:: Task material ::

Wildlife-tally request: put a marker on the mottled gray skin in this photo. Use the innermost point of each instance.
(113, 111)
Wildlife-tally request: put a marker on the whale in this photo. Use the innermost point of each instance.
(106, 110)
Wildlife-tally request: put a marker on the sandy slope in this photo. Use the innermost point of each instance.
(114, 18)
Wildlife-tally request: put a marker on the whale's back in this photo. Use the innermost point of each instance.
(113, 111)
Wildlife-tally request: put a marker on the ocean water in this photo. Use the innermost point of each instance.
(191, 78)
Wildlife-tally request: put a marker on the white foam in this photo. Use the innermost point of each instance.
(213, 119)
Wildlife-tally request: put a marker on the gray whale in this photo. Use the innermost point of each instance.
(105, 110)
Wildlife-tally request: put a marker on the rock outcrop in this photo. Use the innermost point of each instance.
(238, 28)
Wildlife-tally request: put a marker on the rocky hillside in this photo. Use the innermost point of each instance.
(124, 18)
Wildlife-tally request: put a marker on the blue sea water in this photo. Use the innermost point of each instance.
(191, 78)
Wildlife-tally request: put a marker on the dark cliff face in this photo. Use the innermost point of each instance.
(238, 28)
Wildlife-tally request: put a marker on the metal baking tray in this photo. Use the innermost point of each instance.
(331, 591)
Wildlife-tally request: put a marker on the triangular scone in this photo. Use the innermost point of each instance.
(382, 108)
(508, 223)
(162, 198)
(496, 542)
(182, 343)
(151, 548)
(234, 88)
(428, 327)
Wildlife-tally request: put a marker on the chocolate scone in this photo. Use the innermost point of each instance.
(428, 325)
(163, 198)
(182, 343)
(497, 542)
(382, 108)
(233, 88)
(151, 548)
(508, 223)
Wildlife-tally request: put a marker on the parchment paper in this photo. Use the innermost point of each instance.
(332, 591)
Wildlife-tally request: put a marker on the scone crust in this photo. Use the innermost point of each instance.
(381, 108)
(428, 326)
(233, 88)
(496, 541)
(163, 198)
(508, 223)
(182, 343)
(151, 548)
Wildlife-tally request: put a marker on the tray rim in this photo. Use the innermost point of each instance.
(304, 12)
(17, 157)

:::

Take the lines from the one containing "Wildlife-tally request: put a marker on the rocky" to the last line of the material above and write them out exactly.

**Full answer:**
Wildlife-tally request: put a marker on the rocky hillside in this photo. Use the innermost point of each instance.
(124, 18)
Wildlife-tally request: put a marker on the blue sea water in this photo. Use the innermost point of each instance.
(191, 78)
Wildlife-tally request: put a marker on the dark cliff face in this photo. Use the innermost point of each instance.
(238, 28)
Wildlife-tally request: put a marker on the metal baking tray in this photo. Use the innermost point of each instance.
(331, 591)
Wildlife-tally request: put a marker on the triangular scone in this photo. Use the innermost point of each instance.
(382, 108)
(508, 223)
(162, 198)
(496, 542)
(182, 343)
(151, 548)
(234, 88)
(428, 327)
Wildlife-tally request: put a marker on the chocolate scone in this photo. Use the innermost point of each instance.
(428, 325)
(163, 198)
(182, 343)
(497, 542)
(382, 108)
(233, 88)
(151, 548)
(508, 223)
Wildlife-tally request: put a marker on the parchment paper in this photo. Use the innermost point of each instance.
(332, 591)
Wildlife-tally request: put a marker on the scone crust in this photo. Use the innermost point of each instance.
(381, 108)
(428, 326)
(233, 88)
(496, 541)
(163, 198)
(508, 223)
(182, 343)
(151, 548)
Wildlife-tally request: put a marker on the tray rim in this photo. Use the innermost point of each instance.
(304, 12)
(17, 157)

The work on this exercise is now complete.